# What you should do
Pick up the text on BRP rules and raising attributes in real life, continuing it past its final sentence.

I'm definitely in(to) BRUGE(s)!

My BRP experience prior to joining the Pub began and ended with Stormbringer! 1st edition. I've gotten deeper into it recently.

Just because I'm an unrepentant rules tinkerer, I like collecting options / widgets for game systems I use. And BRP seems quite amenable to that kind of tinkering. So once Chaosium closes out their error collection & correction efforts, I'm setting aside a bit of dosh to buy this.

(Oh, and count me in the camp of folks who think skills should NOT be capped, per se, by attributes. I'm much more comfortable with a soft cap - e.g. getting a skill value above a governing attribute should "cost" more / be harder. In my lived experience, I've known folks who have improved what in RPG terms would be their stats - both physical and mental.)
 
How does somebody improve their Intelligence, Wisdom or Charisma in real life?
Depends on what definitions you're using, obviously. Intelligence is the weirdest, but with the right teachers, the right lessons, diet, patience and persistence it can improve. Wisdom can improve with meditation, therapy, the right reading and of course, age. Charisma can improve with lessons from professionals across a number of fields, therapy to improve self-esteem and mental health, and of course, age.

# Listed entries
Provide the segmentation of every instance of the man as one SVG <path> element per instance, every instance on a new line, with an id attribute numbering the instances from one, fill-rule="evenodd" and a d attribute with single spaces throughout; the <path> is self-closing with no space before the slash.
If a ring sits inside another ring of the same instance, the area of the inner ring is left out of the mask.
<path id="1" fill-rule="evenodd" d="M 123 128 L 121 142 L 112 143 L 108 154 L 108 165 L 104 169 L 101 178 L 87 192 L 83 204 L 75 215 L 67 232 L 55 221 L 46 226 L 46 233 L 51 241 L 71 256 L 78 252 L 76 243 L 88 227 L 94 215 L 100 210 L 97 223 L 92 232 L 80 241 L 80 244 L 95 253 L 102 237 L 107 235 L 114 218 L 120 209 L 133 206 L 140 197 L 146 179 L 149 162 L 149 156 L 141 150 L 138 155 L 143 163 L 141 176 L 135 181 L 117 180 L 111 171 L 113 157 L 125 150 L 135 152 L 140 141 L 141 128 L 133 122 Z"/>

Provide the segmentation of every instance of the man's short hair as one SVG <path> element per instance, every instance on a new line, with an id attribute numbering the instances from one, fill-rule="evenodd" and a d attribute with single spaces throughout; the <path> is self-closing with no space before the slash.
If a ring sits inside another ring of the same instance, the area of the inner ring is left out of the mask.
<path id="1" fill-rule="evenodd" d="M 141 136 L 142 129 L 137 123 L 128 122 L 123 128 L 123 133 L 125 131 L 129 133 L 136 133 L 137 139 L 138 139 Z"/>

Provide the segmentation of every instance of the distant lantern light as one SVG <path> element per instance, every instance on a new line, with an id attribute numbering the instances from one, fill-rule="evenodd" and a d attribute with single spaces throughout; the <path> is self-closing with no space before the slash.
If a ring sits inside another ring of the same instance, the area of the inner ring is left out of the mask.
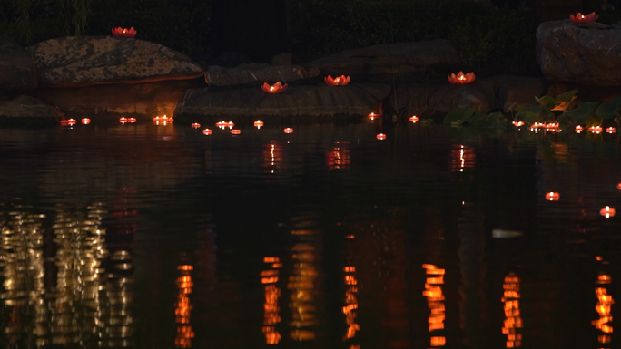
<path id="1" fill-rule="evenodd" d="M 615 213 L 616 213 L 615 208 L 611 208 L 610 206 L 606 206 L 604 208 L 599 210 L 599 214 L 606 217 L 606 218 L 614 217 Z"/>

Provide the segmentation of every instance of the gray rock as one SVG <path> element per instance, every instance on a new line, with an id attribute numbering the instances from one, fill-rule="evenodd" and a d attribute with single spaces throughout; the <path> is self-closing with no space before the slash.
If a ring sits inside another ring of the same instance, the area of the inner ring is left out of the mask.
<path id="1" fill-rule="evenodd" d="M 545 22 L 537 30 L 537 60 L 549 80 L 621 85 L 621 28 L 570 20 Z"/>
<path id="2" fill-rule="evenodd" d="M 202 67 L 186 55 L 133 38 L 68 36 L 26 50 L 33 56 L 42 86 L 151 82 L 203 75 Z"/>
<path id="3" fill-rule="evenodd" d="M 375 97 L 366 91 L 374 91 Z M 380 91 L 385 95 L 380 94 Z M 212 91 L 190 89 L 177 104 L 174 115 L 226 116 L 324 116 L 366 115 L 376 111 L 378 98 L 385 98 L 389 87 L 369 84 L 347 86 L 290 86 L 279 94 L 265 93 L 258 87 Z"/>
<path id="4" fill-rule="evenodd" d="M 60 119 L 60 111 L 38 98 L 20 95 L 9 101 L 0 102 L 0 117 L 6 119 L 36 118 Z"/>
<path id="5" fill-rule="evenodd" d="M 459 53 L 448 40 L 380 44 L 320 58 L 316 65 L 323 74 L 385 78 L 419 73 L 431 67 L 460 64 Z"/>
<path id="6" fill-rule="evenodd" d="M 314 78 L 320 74 L 317 67 L 298 65 L 241 64 L 235 68 L 212 65 L 205 73 L 207 82 L 214 86 L 262 85 L 263 82 L 291 82 Z"/>
<path id="7" fill-rule="evenodd" d="M 8 36 L 0 35 L 0 94 L 36 88 L 36 72 L 30 54 Z"/>

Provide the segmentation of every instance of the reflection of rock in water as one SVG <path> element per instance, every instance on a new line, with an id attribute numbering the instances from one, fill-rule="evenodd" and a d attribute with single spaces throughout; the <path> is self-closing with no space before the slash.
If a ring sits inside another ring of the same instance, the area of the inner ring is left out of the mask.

# Task output
 
That’s why I’m asking.
Int is hard because if you increase it, it seems like you do it by building other skills. So before you raise Int to 13, you have to have 13 Lore or Language skills. So, the more Knowledge you have, the smarter you get. But I wouldn’t let someone raise a Stat more than once.
 
Sounds like that one has a story to it.
Not exactly direct experience, just watching my younger brother suffer through it and trying to offer some pointers (I worked as a carpenter/landscaper for about 7 years). You haven't lived until you've tried to undo 100+ years of DIYers attempting to do their own electrical "upgrades".
 
I don’t know anyone who’s personality changed from the time they were about five to the time they were fifty. For example, I knew my cousin was a troublemaker in diapers and ended up in jail. That could also be Wisdom at play.